=== Stated goal ===
Transcribe the listing word for word.

=== Excerpted records ===
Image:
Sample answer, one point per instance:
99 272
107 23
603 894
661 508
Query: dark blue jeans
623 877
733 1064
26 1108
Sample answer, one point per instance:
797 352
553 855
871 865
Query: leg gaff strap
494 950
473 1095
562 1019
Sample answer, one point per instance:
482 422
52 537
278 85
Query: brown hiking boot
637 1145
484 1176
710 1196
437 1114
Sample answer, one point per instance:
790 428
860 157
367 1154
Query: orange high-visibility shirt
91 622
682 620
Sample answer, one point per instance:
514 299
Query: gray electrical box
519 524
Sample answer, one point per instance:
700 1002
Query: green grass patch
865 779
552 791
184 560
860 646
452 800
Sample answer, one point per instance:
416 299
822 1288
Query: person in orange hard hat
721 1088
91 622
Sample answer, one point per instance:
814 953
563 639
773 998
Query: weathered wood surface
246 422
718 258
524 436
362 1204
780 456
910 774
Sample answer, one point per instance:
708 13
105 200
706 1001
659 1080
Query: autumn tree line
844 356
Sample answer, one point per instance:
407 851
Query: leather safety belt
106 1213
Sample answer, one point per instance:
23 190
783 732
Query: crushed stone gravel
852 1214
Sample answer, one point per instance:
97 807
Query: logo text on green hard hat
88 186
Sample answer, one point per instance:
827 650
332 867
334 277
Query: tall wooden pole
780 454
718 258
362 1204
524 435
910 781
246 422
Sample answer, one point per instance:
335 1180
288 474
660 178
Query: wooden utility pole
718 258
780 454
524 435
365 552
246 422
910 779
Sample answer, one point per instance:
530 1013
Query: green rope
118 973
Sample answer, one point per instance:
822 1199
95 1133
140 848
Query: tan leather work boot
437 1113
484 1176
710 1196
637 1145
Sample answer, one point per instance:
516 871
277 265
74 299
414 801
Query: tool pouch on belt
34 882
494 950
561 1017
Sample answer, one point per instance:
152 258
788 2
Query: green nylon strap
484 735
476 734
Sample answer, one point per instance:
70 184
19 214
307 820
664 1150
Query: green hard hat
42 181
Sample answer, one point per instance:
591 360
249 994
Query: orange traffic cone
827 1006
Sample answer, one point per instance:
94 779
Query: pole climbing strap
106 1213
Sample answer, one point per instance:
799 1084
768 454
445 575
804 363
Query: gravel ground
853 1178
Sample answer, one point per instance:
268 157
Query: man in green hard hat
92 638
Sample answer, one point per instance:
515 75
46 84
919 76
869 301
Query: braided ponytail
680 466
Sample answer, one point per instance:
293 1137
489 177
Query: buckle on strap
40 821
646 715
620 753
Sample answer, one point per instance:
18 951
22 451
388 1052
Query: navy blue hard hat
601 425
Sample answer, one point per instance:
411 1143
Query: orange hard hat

=== Output for this exercise ===
Image:
Sample answer, one point per instance:
99 272
107 23
603 894
661 508
Query: dark blue jeans
623 877
733 1064
26 1108
Sample answer, one point per instance:
797 352
553 855
871 865
Query: leg gaff strap
494 950
473 1095
562 1019
Sample answer, one point per instance:
482 422
52 537
278 85
Query: brown hiking boot
637 1145
484 1176
710 1196
437 1114
Sample answer, one point per instance:
790 428
860 157
367 1154
Query: orange high-visibility shirt
91 622
682 620
Sample answer, one point per instance:
514 299
Query: gray electrical box
519 524
Sample answer, one point per instance:
700 1002
Query: green grass patch
865 779
552 791
184 560
860 646
452 800
Sample answer, one point per instance:
416 299
822 1288
Query: person in orange hard hat
721 1088
91 622
Sample answer, one point per instance:
814 953
563 639
773 998
Query: weathered wood surface
246 422
718 258
524 436
362 1204
780 456
910 774
Sample answer, one point per instance:
708 13
105 200
706 1001
659 1080
Query: autumn tree line
844 356
Sample answer, one point per instance:
407 851
Query: leather safety belt
106 1213
Sample answer, one point per instance:
23 190
783 732
Query: crushed stone gravel
852 1214
Sample answer, one point per instance:
97 807
Query: logo text on green hard hat
88 186
Sample answer, one point per instance:
827 650
332 867
334 277
Query: tall wooden pole
780 454
718 258
362 1204
524 435
910 781
246 422
Sample answer, one point per instance:
335 1180
288 474
660 178
Query: wooden utility pole
718 258
780 454
524 435
365 552
246 422
910 779
Sample answer, one point per instance:
530 1013
Query: green rope
118 973
Sample answer, one point per instance:
822 1199
95 1133
140 848
Query: tan leather work boot
437 1113
484 1176
710 1196
637 1145
Sample answer, one point per instance:
516 871
277 265
74 299
414 801
Query: tool pouch on belt
34 882
494 950
561 1017
Sample answer, one point per instance:
152 258
788 2
Query: green nylon strap
484 735
476 734
Sample answer, one point per instance:
70 184
19 214
307 820
664 1150
Query: green hard hat
42 181
Sample answer, one point per instance:
591 360
249 994
Query: orange traffic cone
827 1006
Sample answer, one point per instance:
94 779
Query: pole climbing strap
106 1213
Sample answer, one point per instance:
799 1084
768 454
445 575
804 363
Query: gravel ground
853 1178
Sample answer, one point per instance:
268 157
Query: man in green hard hat
92 638
Sample answer, one point per instance:
515 75
46 84
919 76
869 301
Query: braided ponytail
680 466
Sample answer, one point per instance:
293 1137
489 177
Query: buckle on strap
40 821
646 715
620 753
Sample answer, one point per instance:
18 951
22 451
388 1052
Query: navy blue hard hat
601 425
Sample answer, one point per instance:
411 1143
Query: orange hard hat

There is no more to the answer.